**INFORMATION SUPPLIED**
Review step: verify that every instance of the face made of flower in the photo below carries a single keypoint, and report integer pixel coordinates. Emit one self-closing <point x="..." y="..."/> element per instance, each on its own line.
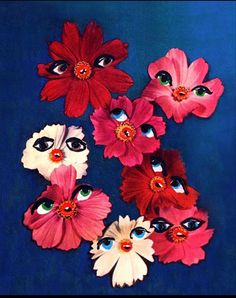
<point x="160" y="181"/>
<point x="180" y="234"/>
<point x="127" y="129"/>
<point x="123" y="247"/>
<point x="56" y="145"/>
<point x="180" y="89"/>
<point x="66" y="213"/>
<point x="84" y="69"/>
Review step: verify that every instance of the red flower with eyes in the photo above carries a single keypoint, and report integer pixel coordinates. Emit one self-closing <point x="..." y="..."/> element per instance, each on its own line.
<point x="159" y="182"/>
<point x="84" y="69"/>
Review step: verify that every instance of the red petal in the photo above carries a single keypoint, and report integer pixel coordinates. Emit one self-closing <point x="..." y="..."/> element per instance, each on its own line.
<point x="71" y="38"/>
<point x="77" y="98"/>
<point x="116" y="48"/>
<point x="115" y="80"/>
<point x="92" y="40"/>
<point x="54" y="89"/>
<point x="58" y="51"/>
<point x="99" y="95"/>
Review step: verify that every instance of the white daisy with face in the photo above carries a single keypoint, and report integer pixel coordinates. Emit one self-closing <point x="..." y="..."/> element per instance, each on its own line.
<point x="124" y="246"/>
<point x="56" y="145"/>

**TASK INSTRUCTIONS**
Which lines run from the one holding "Review step: verify that every instance of the red petal" through the end of the data? Write them out exactly, ends included, and add nothing.

**SOLUTION TO THE EXERCISE**
Review step: verify that every instance of the red petal in the photo above carries a single keypoint, and report integer pixel coordinates. Emit one self-closing <point x="..." y="..."/> element per instance, each on its own line.
<point x="71" y="38"/>
<point x="77" y="98"/>
<point x="116" y="48"/>
<point x="115" y="80"/>
<point x="92" y="40"/>
<point x="54" y="89"/>
<point x="58" y="51"/>
<point x="99" y="95"/>
Review step: verify that every instance of the white daisy with face in the photo above carries a single keypoint, and report integer pixel coordinates. Emit one self-closing <point x="..." y="..."/> element per instance, each on its own line.
<point x="124" y="246"/>
<point x="56" y="145"/>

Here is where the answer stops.